Given exercise A
Convert the detection rows, from their start through the line containing "66 198 572 233", into a numbered list with one line per item, skipping any blank lines and leaving out the pictures.

Selected passage
================================

Metadata-Version: 2.1
Name: specification-curve
Version: 0.2.3
Summary: Specification Curve is a Python package that performs specification curve analysis.
Home-page: https://github.com/aeturrell/specification_curve
Author: Arthur Turrell
Author-email: a.turrell09@imperial.ac.uk
License: MIT license
Keywords: specification_curve
Platform: UNKNOWN
Classifier: Development Status :: 2 - Pre-Alpha
Classifier: Intended Audience :: Developers
Classifier: License :: OSI Approved :: MIT License
Classifier: Natural Language :: English
Classifier: Programming Language :: Python :: 3
Classifier: Programming Language :: Python :: 3.6
Classifier: Programming Language :: Python :: 3.7
Classifier: Programming Language :: Python :: 3.8
Requires-Python: >=3.6
Requires-Dist: statsmodels
Requires-Dist: matplotlib
Requires-Dist: numpy
Requires-Dist: pandas
Requires-Dist: scikit-learn

===================
Specification Curve
===================


.. image:: https://img.shields.io/pypi/v/specification_curve.svg
        :target: https://pypi.python.org/pypi/specification_curve

.. image:: https://img.shields.io/travis/aeturrell/specification_curve.svg
        :target: https://travis-ci.com/aeturrell/specification_curve

.. image:: https://readthedocs.org/projects/specification-curve/badge/?version=latest
        :target: https://specification-curve.readthedocs.io/en/latest/?badge=latest
        :alt: Documentation Status

.. image:: https://static.pepy.tech/badge/specification-curve
        :target: https://pepy.tech/project/Specification_curve
        :alt: Downloads

.. image:: https://img.shields.io/pypi/pyversions/specification_curve.svg
        :target: https://pypi.python.org/pypi/specification_curve/
        :alt: Support Python versions


Specification Curve is a Python (3.6+) package that performs specification curve analysis.


* Free software: MIT license
* Documentation: https://specification-curve.readthedocs.io.

================================

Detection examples

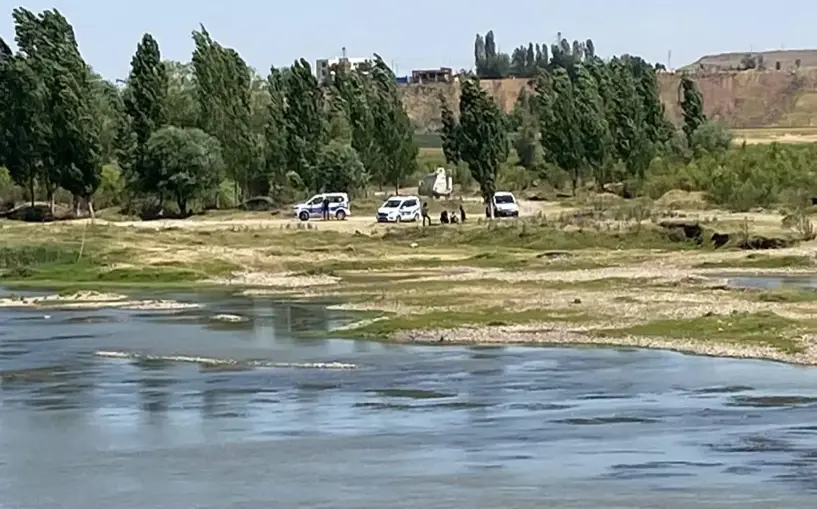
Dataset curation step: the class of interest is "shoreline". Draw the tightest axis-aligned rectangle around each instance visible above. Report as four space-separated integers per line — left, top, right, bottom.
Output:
0 213 817 365
0 269 817 366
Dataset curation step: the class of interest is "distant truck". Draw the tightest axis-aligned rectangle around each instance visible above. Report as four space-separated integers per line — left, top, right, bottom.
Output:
417 168 454 198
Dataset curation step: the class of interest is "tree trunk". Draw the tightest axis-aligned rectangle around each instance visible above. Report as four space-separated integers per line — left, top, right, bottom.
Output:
85 196 96 223
28 177 36 207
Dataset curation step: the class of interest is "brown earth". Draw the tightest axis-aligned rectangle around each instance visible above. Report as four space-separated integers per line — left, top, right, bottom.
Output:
401 68 817 132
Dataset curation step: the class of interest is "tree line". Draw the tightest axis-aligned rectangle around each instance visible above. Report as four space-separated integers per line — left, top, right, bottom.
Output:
440 36 712 208
474 30 665 79
0 8 417 215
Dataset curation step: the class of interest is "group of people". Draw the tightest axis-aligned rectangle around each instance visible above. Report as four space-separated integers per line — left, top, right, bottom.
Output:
423 201 465 226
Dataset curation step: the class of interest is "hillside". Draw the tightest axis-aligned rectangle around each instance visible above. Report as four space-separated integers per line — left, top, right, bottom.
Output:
679 49 817 72
401 69 817 132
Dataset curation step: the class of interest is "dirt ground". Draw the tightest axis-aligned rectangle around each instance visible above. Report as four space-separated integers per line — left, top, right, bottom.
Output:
66 198 572 233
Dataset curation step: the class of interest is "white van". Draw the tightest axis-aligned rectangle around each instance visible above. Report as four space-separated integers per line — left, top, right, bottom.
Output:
494 191 519 217
293 193 352 221
377 196 422 223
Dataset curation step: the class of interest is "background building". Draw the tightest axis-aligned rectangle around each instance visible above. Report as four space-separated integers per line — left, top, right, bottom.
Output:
315 57 371 83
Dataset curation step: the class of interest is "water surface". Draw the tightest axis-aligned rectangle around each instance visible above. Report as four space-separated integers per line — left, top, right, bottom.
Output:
0 288 817 509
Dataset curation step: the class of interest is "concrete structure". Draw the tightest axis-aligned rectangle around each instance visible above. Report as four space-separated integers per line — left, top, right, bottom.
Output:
315 57 372 83
411 67 454 83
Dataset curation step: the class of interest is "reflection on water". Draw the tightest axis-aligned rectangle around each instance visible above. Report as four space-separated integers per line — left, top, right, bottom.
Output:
0 290 817 509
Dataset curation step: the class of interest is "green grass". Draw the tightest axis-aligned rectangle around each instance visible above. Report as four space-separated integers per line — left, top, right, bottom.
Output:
340 308 593 338
696 253 817 269
598 312 814 353
744 288 817 304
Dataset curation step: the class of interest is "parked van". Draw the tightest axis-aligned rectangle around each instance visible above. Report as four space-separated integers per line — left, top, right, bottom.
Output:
377 196 422 223
293 193 352 221
486 191 519 217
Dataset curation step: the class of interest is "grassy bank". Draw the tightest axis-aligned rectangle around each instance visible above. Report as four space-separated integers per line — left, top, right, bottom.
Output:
0 205 817 362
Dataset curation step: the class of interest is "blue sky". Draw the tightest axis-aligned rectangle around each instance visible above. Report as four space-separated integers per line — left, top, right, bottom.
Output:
0 0 817 79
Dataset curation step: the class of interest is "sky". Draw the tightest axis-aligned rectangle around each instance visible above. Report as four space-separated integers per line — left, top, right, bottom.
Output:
0 0 817 80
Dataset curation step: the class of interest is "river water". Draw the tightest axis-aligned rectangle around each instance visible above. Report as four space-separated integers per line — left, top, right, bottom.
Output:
0 288 817 509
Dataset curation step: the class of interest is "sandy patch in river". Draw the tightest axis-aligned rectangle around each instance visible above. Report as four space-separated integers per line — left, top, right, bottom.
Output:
0 291 201 311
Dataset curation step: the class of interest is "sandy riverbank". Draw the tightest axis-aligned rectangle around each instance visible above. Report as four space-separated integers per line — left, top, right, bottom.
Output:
0 291 201 311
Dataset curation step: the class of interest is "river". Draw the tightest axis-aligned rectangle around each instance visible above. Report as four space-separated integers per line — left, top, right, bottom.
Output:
0 288 817 509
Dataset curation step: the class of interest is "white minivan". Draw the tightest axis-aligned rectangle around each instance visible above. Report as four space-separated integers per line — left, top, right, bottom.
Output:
377 196 422 223
485 191 519 217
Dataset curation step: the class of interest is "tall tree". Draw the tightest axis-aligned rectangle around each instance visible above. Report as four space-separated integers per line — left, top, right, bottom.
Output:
284 59 327 192
608 58 653 179
574 64 613 187
459 79 508 219
193 26 259 200
163 60 201 127
145 126 224 217
264 66 287 196
372 55 418 192
440 92 460 164
12 8 100 214
536 67 584 193
124 34 168 153
0 51 49 205
622 55 675 144
330 60 383 180
680 74 706 142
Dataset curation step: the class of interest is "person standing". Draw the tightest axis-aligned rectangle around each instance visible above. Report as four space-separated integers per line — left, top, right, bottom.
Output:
322 196 329 221
423 201 431 226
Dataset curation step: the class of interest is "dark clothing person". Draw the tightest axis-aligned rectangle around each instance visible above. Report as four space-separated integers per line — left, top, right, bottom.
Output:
423 201 431 226
323 196 329 221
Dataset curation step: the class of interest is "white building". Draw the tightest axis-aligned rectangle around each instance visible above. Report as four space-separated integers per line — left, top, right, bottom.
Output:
315 57 372 83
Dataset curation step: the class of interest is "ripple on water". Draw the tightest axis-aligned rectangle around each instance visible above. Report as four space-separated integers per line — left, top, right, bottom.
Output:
58 315 123 325
726 396 817 408
709 435 797 453
692 385 755 394
551 416 661 426
604 461 724 480
369 389 457 399
506 403 575 412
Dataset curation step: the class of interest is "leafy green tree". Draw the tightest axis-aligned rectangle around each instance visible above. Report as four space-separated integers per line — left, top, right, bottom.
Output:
145 126 224 217
459 79 508 218
318 141 369 194
371 55 418 192
573 63 613 187
680 74 706 141
440 93 460 165
624 56 675 144
329 61 384 178
193 26 255 201
12 8 101 215
264 66 287 200
0 37 14 170
91 73 125 164
609 58 654 180
0 51 49 205
124 34 168 153
284 59 327 192
163 60 201 127
536 67 584 193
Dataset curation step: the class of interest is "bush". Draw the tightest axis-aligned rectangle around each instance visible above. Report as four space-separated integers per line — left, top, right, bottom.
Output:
642 143 817 211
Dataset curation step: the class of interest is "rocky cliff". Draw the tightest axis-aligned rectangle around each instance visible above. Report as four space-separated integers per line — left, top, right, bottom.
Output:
401 69 817 132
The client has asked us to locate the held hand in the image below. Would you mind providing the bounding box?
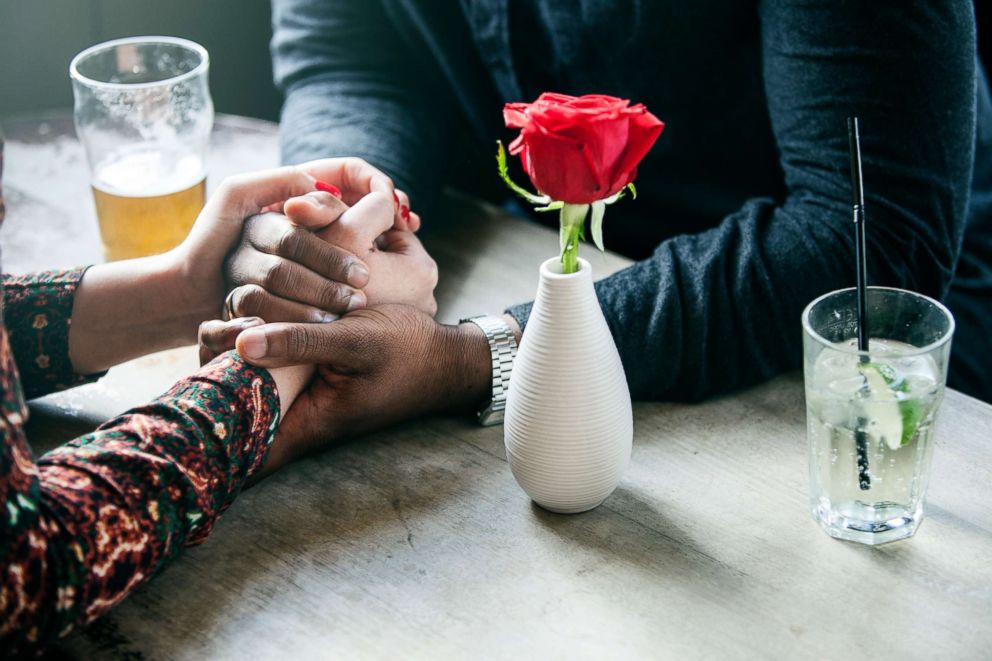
[198,317,314,419]
[227,193,437,322]
[227,305,491,473]
[168,167,316,319]
[299,157,420,232]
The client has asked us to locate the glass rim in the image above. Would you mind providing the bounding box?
[69,35,210,90]
[802,287,956,358]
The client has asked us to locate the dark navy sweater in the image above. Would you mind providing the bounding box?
[272,0,992,400]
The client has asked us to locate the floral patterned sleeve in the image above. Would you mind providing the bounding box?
[0,286,279,656]
[3,268,103,399]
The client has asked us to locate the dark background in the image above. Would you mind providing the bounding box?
[0,0,280,120]
[0,0,992,120]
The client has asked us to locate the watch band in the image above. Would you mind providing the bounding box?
[460,315,517,426]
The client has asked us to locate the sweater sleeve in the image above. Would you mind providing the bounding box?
[0,348,279,652]
[3,268,106,399]
[272,0,456,210]
[509,0,976,400]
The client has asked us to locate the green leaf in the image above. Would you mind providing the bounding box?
[589,200,606,252]
[496,140,551,205]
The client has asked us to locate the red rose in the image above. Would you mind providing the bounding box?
[503,92,665,204]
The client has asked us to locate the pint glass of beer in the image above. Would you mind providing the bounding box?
[69,37,214,260]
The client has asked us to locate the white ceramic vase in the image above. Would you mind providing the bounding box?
[504,258,634,514]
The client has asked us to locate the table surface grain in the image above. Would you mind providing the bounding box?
[0,115,992,659]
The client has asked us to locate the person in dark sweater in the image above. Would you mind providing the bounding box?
[219,0,992,456]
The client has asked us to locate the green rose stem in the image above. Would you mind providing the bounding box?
[496,140,637,273]
[847,117,871,491]
[561,204,589,273]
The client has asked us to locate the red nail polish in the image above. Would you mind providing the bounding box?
[314,179,341,200]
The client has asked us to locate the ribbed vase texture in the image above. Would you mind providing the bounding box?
[504,258,634,513]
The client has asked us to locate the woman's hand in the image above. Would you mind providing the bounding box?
[168,158,412,321]
[226,192,437,322]
[197,317,314,419]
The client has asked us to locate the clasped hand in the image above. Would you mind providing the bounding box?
[199,159,468,477]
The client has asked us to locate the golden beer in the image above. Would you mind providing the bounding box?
[92,148,206,261]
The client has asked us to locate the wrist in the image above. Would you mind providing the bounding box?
[164,245,225,332]
[269,365,314,419]
[436,323,492,413]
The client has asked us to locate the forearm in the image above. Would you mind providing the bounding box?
[0,354,279,652]
[69,252,222,374]
[272,0,456,210]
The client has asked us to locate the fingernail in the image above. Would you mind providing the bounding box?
[237,317,265,330]
[313,310,338,324]
[348,291,368,312]
[238,330,269,360]
[314,179,341,200]
[348,263,369,287]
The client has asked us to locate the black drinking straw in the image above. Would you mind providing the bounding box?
[847,117,871,491]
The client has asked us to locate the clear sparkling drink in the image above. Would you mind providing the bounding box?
[806,339,942,541]
[803,287,954,544]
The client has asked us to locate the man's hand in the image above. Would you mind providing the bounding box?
[226,192,437,322]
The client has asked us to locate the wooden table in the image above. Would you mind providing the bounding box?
[0,116,992,659]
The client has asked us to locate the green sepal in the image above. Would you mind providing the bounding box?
[496,140,551,206]
[558,204,589,273]
[589,200,606,252]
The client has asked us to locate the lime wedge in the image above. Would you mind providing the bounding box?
[861,363,903,450]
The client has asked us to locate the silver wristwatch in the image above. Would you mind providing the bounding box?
[459,315,517,427]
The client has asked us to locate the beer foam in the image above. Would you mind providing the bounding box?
[93,146,206,197]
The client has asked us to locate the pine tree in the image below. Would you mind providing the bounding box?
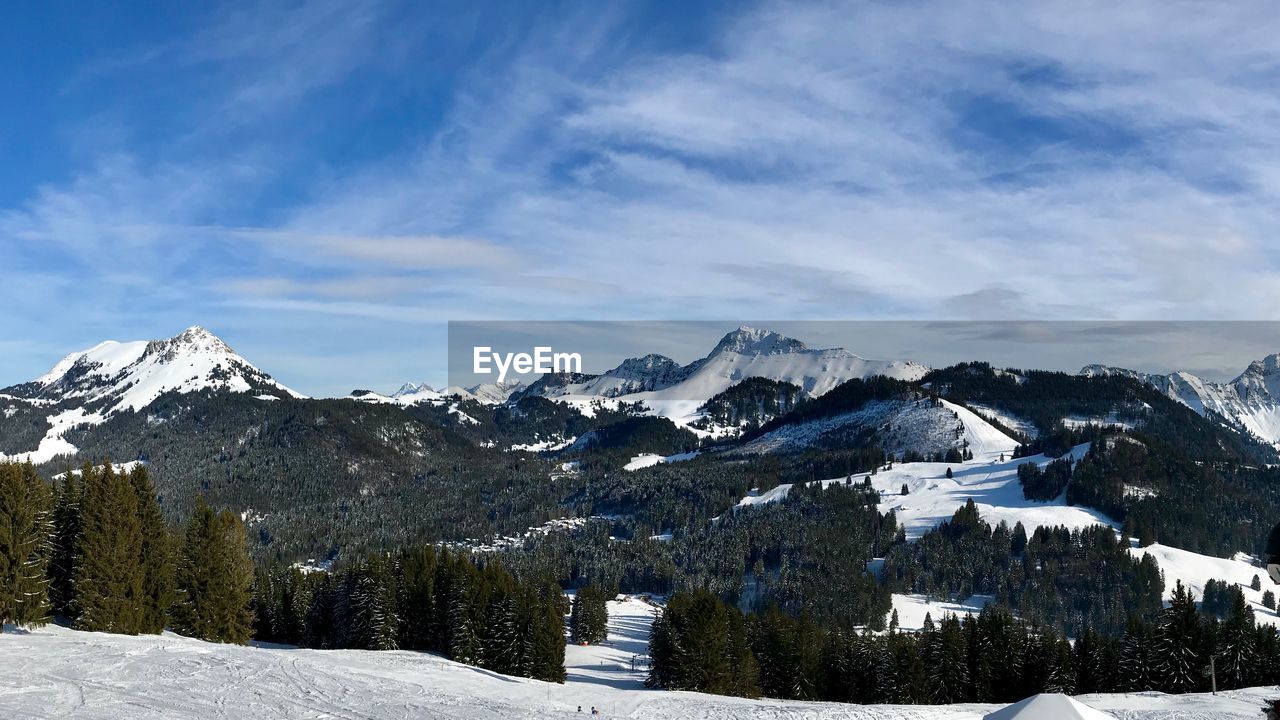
[568,585,609,644]
[129,465,174,634]
[1156,580,1208,693]
[1217,591,1257,689]
[172,498,253,644]
[924,615,969,703]
[1120,618,1160,692]
[448,578,480,665]
[0,462,52,630]
[525,585,564,683]
[49,461,84,619]
[73,462,142,634]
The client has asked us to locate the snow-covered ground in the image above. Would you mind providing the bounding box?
[739,401,1116,539]
[622,451,698,470]
[737,402,1280,629]
[0,598,1280,720]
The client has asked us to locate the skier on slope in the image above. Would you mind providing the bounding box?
[1267,525,1280,585]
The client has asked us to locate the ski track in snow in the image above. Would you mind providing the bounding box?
[0,597,1280,720]
[739,401,1280,629]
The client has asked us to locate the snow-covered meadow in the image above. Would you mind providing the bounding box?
[0,597,1280,720]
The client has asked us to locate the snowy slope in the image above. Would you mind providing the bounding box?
[0,327,303,464]
[349,380,524,405]
[1080,354,1280,447]
[0,620,1280,720]
[524,325,928,423]
[739,401,1115,539]
[737,401,1280,629]
[9,325,302,416]
[1129,543,1280,625]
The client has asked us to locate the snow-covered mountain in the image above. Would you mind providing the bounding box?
[1080,354,1280,447]
[0,325,303,462]
[519,325,928,419]
[4,325,302,416]
[351,380,525,405]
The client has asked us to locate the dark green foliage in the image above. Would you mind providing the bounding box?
[699,378,804,432]
[568,585,609,644]
[649,591,759,697]
[1215,588,1258,688]
[742,375,927,439]
[884,501,1164,634]
[0,462,52,632]
[650,588,1280,703]
[172,498,253,644]
[1018,457,1071,502]
[49,462,83,618]
[129,465,174,634]
[1066,432,1280,556]
[253,547,564,683]
[73,462,143,634]
[42,392,595,561]
[573,416,698,468]
[922,363,1275,461]
[1201,579,1244,620]
[1156,580,1210,693]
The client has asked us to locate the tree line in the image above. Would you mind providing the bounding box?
[253,546,570,683]
[0,462,253,643]
[648,583,1280,705]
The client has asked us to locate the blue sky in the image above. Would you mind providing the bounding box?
[0,0,1280,395]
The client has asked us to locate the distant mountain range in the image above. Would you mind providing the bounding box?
[12,325,1280,462]
[1080,354,1280,447]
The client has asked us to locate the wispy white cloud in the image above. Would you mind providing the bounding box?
[0,0,1280,392]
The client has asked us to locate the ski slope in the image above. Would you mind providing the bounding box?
[0,609,1280,720]
[739,401,1116,539]
[737,401,1280,629]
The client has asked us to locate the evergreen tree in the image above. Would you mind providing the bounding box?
[129,464,174,634]
[172,498,253,644]
[1156,580,1208,693]
[348,556,399,650]
[568,585,609,644]
[526,585,564,683]
[49,461,84,619]
[73,462,143,634]
[1217,592,1257,689]
[923,614,969,703]
[1120,618,1160,692]
[649,591,759,697]
[0,462,52,630]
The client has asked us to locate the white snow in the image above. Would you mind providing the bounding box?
[0,620,1280,720]
[0,407,105,465]
[1129,543,1280,625]
[524,325,928,434]
[54,460,146,480]
[1080,354,1280,447]
[739,401,1116,539]
[892,593,993,630]
[982,693,1116,720]
[622,450,698,470]
[0,327,303,464]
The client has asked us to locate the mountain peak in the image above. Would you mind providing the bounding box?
[390,383,435,397]
[1242,352,1280,377]
[11,325,302,416]
[712,325,808,355]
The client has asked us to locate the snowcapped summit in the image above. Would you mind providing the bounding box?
[13,325,302,416]
[390,383,435,397]
[710,325,808,355]
[1080,354,1280,447]
[519,325,928,421]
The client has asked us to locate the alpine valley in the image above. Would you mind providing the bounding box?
[0,327,1280,717]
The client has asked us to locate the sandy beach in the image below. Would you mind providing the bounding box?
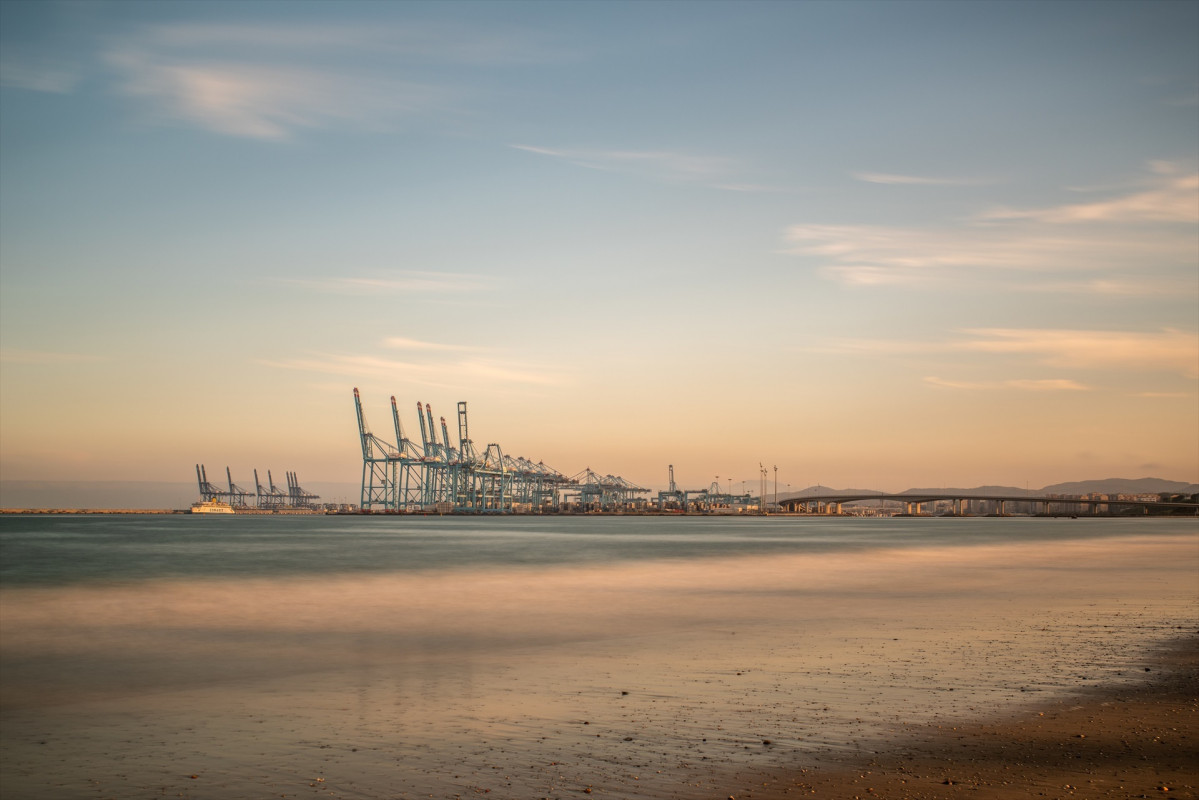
[714,636,1199,800]
[0,521,1199,800]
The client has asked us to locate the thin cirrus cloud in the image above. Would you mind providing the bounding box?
[0,349,108,365]
[924,377,1090,392]
[981,173,1199,224]
[954,329,1199,378]
[854,173,977,186]
[109,52,445,140]
[263,339,561,387]
[382,336,486,353]
[818,327,1199,385]
[510,144,752,192]
[94,24,554,140]
[276,270,489,294]
[784,164,1199,287]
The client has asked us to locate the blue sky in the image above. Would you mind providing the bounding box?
[0,1,1199,489]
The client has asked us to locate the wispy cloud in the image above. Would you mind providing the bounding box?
[510,144,790,193]
[854,173,977,186]
[784,164,1199,287]
[813,327,1199,378]
[382,336,486,351]
[275,271,490,294]
[0,349,108,365]
[954,327,1199,377]
[103,23,547,140]
[108,50,446,139]
[924,377,1090,392]
[512,144,733,178]
[0,53,82,95]
[263,347,562,387]
[981,173,1199,224]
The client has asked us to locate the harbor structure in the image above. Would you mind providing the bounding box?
[354,389,649,513]
[195,464,321,512]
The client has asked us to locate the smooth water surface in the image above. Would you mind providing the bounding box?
[0,515,1184,585]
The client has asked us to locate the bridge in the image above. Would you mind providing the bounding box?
[778,492,1199,516]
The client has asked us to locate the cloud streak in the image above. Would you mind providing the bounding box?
[261,352,561,387]
[854,173,977,186]
[508,144,789,193]
[276,270,490,294]
[97,23,554,140]
[0,349,108,365]
[784,167,1199,289]
[981,174,1199,225]
[924,377,1090,392]
[820,327,1199,385]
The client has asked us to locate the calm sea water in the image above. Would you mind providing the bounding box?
[0,515,1199,800]
[0,515,1199,587]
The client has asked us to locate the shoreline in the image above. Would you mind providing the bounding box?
[0,506,1199,521]
[724,632,1199,800]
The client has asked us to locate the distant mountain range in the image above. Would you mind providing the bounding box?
[0,477,1199,509]
[779,477,1199,498]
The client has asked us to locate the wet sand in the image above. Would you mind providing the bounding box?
[0,527,1199,800]
[727,632,1199,800]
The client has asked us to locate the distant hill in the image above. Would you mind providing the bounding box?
[1041,477,1199,494]
[900,486,1040,498]
[779,477,1199,500]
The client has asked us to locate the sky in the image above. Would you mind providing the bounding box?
[0,0,1199,493]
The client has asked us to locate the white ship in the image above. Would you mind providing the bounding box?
[192,500,233,513]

================================

Given exercise B
Carry on the description of the Specification Curve package from its final line.

Final answer A
1. Dataset curation step: the class of interest is "shoreline". Draw the tightest axis-aligned rectangle around each instance visible above. Report as four space-separated integers per line — left, top, right, bottom.
2. Output:
3. 0 213 817 365
4. 0 269 817 366
5. Dataset curation step: the class of interest is "distant truck". Draw the tightest axis-aligned rectangle around each instance visible above. Report as four space-separated integers per line — left, top, right, bottom.
6. Output:
7. 417 168 454 198
8. Dataset curation step: the class of interest is "tree trunk". Draw the tightest axis-aligned rectangle around each instance visible above. Report as four space-separated integers per line — left, top, right, bottom.
9. Output:
10. 85 196 96 223
11. 28 177 36 207
12. Dataset curation step: the class of interest is "brown earth". Draw the tightest axis-aligned rectangle around each instance visible above. Report as four space-separated integers per line — left, top, right, bottom.
13. Output:
14. 401 68 817 132
15. Dataset curation step: the class of interest is "tree line". Draw the tightest axis-aligned rectangle around each instance visible above. Report as four space-separated integers per line — left, top, right, bottom.
16. Output:
17. 440 36 712 208
18. 474 30 665 79
19. 0 8 417 215
20. Dataset curation step: the class of interest is "group of people". Draw the tightest axis-aligned rectangle around each instance visible above. Report as four space-separated integers per line — left, top, right, bottom.
21. Output:
22. 423 201 465 226
23. Dataset curation step: the class of interest is "hillside". Draw the tightest axis-aligned rectangle around each instance visible above. Report as four space-separated integers per line — left, top, right, bottom.
24. Output:
25. 679 49 817 72
26. 401 69 817 132
27. Dataset curation step: the class of interest is "dirt ground". Draw the tightest axis-aligned rectangle around each instance visible above. Report as four space-separated integers per line — left, top, right, bottom.
28. Output:
29. 66 198 572 233

Final answer B
Quickstart
----------

Running

.. code-block:: python

   from specification_curve import specification_curve as specy
   from specification_curve import example as scdata
   df = scdata.load_example_data1()
   y_endog = 'y1'
   x_exog = 'x1'
   controls = ['c1', 'c2', 'group1', 'group2']
   sc = specy.SpecificationCurve(df, y_endog, x_exog, controls,
                                 cat_expand=['group2'])
   sc.fit()
   sc.plot()

produces

.. image:: https://raw.githubusercontent.com/aeturrell/specification_curve/master/docs/images/example.png
   :width: 600

Grey squares (black lines when there are many specifications) show whether
a variable is included in a specification or not. Blue markers and error bars
show whether the coefficient is significant (0.05).

Here's another example:

.. code-block:: python

   from specification_curve import specification_curve as specy
   import numpy as np
   import pandas as pd
   n_samples = 300
   np.random.seed(1332)
   x_1 = np.random.random(size=n_samples)
   x_2 = np.random.random(size=n_samples)
   x_3 = np.random.random(size=n_samples)
   x_4 = np.random.randint(2, size=n_samples)
   y = (0.8*x_1 + 0.1*x_2 + 0.5*x_3 + x_4*0.6 +
        + 2*np.random.randn(n_samples))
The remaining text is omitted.